Records supplied:
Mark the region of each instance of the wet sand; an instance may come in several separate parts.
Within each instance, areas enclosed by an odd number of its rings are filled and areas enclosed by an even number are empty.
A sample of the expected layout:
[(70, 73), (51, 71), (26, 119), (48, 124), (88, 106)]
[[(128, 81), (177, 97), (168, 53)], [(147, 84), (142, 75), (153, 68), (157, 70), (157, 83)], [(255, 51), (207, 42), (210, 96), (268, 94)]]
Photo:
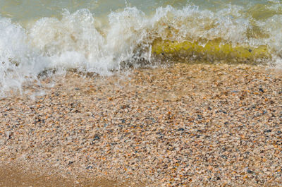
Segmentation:
[(176, 64), (52, 83), (0, 101), (0, 186), (282, 185), (281, 71)]

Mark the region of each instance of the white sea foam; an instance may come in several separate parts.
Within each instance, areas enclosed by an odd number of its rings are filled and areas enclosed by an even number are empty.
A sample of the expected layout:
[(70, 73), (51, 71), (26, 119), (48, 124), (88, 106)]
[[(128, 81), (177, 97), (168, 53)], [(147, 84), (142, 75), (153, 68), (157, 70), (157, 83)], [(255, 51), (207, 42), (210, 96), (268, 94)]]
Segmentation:
[[(271, 6), (274, 10), (281, 7)], [(0, 18), (0, 94), (21, 90), (25, 83), (36, 80), (44, 71), (75, 68), (111, 75), (125, 64), (153, 63), (151, 47), (156, 39), (198, 41), (202, 46), (214, 40), (233, 46), (266, 45), (272, 61), (277, 59), (282, 53), (282, 16), (255, 19), (247, 8), (231, 5), (212, 11), (192, 5), (168, 6), (146, 15), (128, 7), (111, 12), (106, 19), (80, 9), (73, 13), (64, 11), (60, 19), (30, 21), (25, 28)], [(98, 19), (104, 20), (97, 24)]]

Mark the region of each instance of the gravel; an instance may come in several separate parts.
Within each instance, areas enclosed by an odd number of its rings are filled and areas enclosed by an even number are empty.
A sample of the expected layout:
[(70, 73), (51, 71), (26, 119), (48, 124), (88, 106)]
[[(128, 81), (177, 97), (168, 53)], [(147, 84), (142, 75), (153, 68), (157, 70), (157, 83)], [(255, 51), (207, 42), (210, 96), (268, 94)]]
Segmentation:
[(282, 186), (281, 71), (176, 64), (56, 80), (0, 100), (0, 163), (80, 183)]

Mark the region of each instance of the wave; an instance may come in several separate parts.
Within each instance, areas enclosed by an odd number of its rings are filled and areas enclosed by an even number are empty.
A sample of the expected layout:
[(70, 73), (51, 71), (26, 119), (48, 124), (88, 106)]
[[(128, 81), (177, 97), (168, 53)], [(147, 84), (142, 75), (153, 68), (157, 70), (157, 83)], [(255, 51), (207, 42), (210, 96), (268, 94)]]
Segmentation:
[(125, 67), (183, 59), (278, 64), (281, 6), (266, 8), (230, 6), (212, 11), (167, 6), (146, 15), (128, 7), (106, 18), (80, 9), (25, 26), (1, 17), (0, 92), (21, 90), (51, 70), (111, 75)]

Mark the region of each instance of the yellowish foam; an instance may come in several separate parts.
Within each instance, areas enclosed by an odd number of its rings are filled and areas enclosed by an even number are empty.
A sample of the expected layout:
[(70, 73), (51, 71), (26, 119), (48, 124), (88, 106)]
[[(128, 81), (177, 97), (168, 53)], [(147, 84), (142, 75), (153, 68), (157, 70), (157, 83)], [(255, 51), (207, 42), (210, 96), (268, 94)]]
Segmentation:
[(156, 40), (152, 44), (152, 52), (159, 55), (181, 54), (189, 56), (198, 54), (206, 56), (214, 56), (214, 59), (224, 59), (226, 57), (240, 59), (254, 60), (269, 59), (271, 54), (268, 46), (261, 45), (257, 47), (250, 46), (233, 46), (231, 44), (221, 44), (220, 41), (209, 41), (204, 45), (198, 42), (191, 42), (184, 41), (181, 42)]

Task requirements:
Copy out all of the data word for word. Do not carry over any picture.

Result of this exercise:
Mark the region of each instance of the wet sand; an instance may come in several separate parts.
Within each instance, areas enclosed by an odd number of its rings are filled and areas enclosed by an even number are empty.
A sample of the expected layout:
[(70, 73), (51, 71), (26, 119), (48, 124), (88, 106)]
[[(128, 81), (177, 97), (168, 53)], [(147, 84), (142, 75), (153, 68), (157, 70), (157, 83)], [(255, 51), (207, 42), (210, 96), (268, 94)]]
Photo:
Segmentation:
[(176, 64), (52, 83), (0, 101), (0, 186), (282, 185), (281, 71)]

Mark the region of each instance of the white sea foam; an instance may come in several separate parts.
Within each instance, areas enclosed by an odd number of its rings are filled and areas enclosed by an even number are empty.
A sample of the expected layout:
[(70, 73), (51, 71), (26, 119), (48, 124), (88, 106)]
[[(128, 81), (177, 97), (168, 53)], [(147, 84), (142, 75), (153, 68), (157, 70), (157, 83)], [(255, 51), (207, 42), (210, 96), (268, 94)]]
Segmentation:
[[(271, 6), (274, 10), (281, 7)], [(0, 18), (0, 94), (21, 90), (25, 83), (36, 80), (44, 71), (75, 68), (111, 75), (125, 64), (153, 63), (151, 47), (156, 39), (198, 41), (202, 46), (214, 40), (233, 46), (266, 45), (272, 61), (277, 59), (282, 53), (282, 16), (255, 19), (247, 8), (231, 5), (212, 11), (192, 5), (168, 6), (146, 15), (128, 7), (111, 12), (106, 19), (80, 9), (73, 13), (64, 11), (60, 19), (30, 21), (25, 28)], [(98, 19), (104, 20), (97, 24)]]

Mark the region of each instance of the gravel; an instance may come in several separate parts.
Within each instance, areas enclosed by an odd number of its rings are filled and areas enclosed by an even number are empty.
A sample of the expected layout:
[(70, 73), (51, 71), (26, 119), (48, 124), (88, 106)]
[[(128, 81), (177, 97), (168, 53)], [(147, 84), (142, 75), (153, 68), (157, 70), (157, 83)], [(255, 51), (207, 42), (210, 96), (268, 94)]]
Segmentation:
[(282, 186), (281, 71), (176, 64), (56, 80), (0, 100), (0, 163), (80, 183)]

Mark the region of each instance of the wave; an instance may come in several separate parts.
Within each instance, areas enclosed by an odd number of its rings are filled and areas enclosed by an even number are empty.
A sample of the expected layout:
[(70, 73), (51, 71), (26, 119), (48, 124), (88, 106)]
[[(128, 81), (177, 97), (168, 53)], [(147, 84), (142, 75), (153, 68), (157, 70), (157, 83)], [(255, 51), (207, 42), (210, 96), (268, 94)]]
Segmentation:
[(125, 67), (183, 59), (278, 64), (281, 6), (266, 8), (230, 6), (212, 11), (167, 6), (146, 15), (128, 7), (106, 18), (80, 9), (25, 26), (1, 17), (0, 92), (21, 90), (51, 70), (111, 75)]

Mark the region of each instance of the yellowish foam; an instance may come in several separate parts.
Within each instance, areas enclosed by an odd number of its rings are filled and areas enclosed by an even number are empty.
A sample of the expected layout:
[(70, 73), (51, 71), (26, 119), (48, 124), (88, 106)]
[[(128, 81), (177, 97), (168, 53)], [(147, 84), (142, 75), (153, 68), (157, 70), (157, 83)], [(255, 51), (207, 42), (210, 96), (268, 94)]]
Segmentation:
[(156, 40), (152, 44), (152, 52), (159, 55), (181, 54), (189, 56), (198, 54), (206, 56), (214, 56), (214, 59), (224, 59), (226, 57), (240, 59), (254, 60), (269, 59), (271, 54), (268, 46), (261, 45), (257, 47), (250, 46), (233, 46), (231, 44), (221, 44), (220, 41), (209, 41), (204, 45), (198, 42), (191, 42), (184, 41), (181, 42)]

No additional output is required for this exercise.